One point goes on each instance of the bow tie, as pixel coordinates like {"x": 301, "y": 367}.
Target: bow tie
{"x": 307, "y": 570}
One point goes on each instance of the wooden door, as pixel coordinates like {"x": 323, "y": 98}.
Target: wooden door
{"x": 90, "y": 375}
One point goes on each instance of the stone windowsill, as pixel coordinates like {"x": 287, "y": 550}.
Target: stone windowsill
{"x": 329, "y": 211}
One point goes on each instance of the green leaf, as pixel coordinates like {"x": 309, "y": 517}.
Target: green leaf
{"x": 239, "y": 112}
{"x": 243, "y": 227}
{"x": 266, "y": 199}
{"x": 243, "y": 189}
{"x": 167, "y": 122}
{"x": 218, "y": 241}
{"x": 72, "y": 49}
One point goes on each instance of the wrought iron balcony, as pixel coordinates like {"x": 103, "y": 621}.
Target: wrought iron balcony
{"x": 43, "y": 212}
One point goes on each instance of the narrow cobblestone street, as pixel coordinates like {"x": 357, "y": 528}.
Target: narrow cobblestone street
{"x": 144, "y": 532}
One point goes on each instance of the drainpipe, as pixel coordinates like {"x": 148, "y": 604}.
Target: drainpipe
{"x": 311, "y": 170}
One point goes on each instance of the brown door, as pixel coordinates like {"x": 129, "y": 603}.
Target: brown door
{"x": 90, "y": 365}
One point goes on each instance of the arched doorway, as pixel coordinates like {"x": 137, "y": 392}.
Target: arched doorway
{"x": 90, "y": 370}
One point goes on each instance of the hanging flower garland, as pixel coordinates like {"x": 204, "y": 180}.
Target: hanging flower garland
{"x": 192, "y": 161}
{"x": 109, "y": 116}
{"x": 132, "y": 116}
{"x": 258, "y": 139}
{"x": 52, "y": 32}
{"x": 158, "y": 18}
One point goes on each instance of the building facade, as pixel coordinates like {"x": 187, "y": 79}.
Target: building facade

[Exercise instructions] Please give all of the material above as a numbered list with one line per entry, leaving out any blank lines.

[Correct output]
1. One point goes on each instance of the bow tie, as pixel coordinates like {"x": 301, "y": 367}.
2. Target: bow tie
3. {"x": 307, "y": 570}
4. One point goes on each instance of the wooden door, as pixel coordinates like {"x": 323, "y": 98}.
5. Target: wooden door
6. {"x": 90, "y": 375}
7. One point goes on each instance of the stone windowsill, as pixel coordinates like {"x": 287, "y": 550}.
8. Target: stone windowsill
9. {"x": 329, "y": 211}
10. One point goes on each instance of the green leaf, as pixel coordinates like {"x": 309, "y": 517}.
11. Target: green leaf
12. {"x": 239, "y": 112}
13. {"x": 243, "y": 227}
14. {"x": 266, "y": 199}
15. {"x": 243, "y": 189}
16. {"x": 167, "y": 122}
17. {"x": 218, "y": 241}
18. {"x": 72, "y": 49}
19. One point goes on each instance of the wrought iron balcony, as pixel coordinates like {"x": 103, "y": 621}.
20. Target: wrought iron balcony
21. {"x": 43, "y": 212}
22. One point goes on each instance of the narrow cobblestone street, as pixel coordinates like {"x": 357, "y": 528}.
23. Target: narrow cobblestone street
24. {"x": 144, "y": 532}
25. One point goes on each instance of the drainpipe, as pixel coordinates like {"x": 148, "y": 604}.
26. Target: drainpipe
27. {"x": 311, "y": 170}
28. One point goes on each instance of the brown door, as pixel coordinates like {"x": 129, "y": 603}.
29. Target: brown door
30. {"x": 90, "y": 365}
31. One point goes on each instance of the arched doorway, as pixel coordinates like {"x": 137, "y": 392}.
32. Target: arched doorway
33. {"x": 90, "y": 370}
34. One point goes on each instance of the hanging flower garland, as pixel coordinates like {"x": 204, "y": 180}.
35. Target: hanging flower garland
36. {"x": 192, "y": 161}
37. {"x": 109, "y": 116}
38. {"x": 132, "y": 116}
39. {"x": 258, "y": 139}
40. {"x": 52, "y": 32}
41. {"x": 158, "y": 18}
42. One point goes on each instance of the building facade, as pixel coordinates like {"x": 187, "y": 79}.
43. Target: building facade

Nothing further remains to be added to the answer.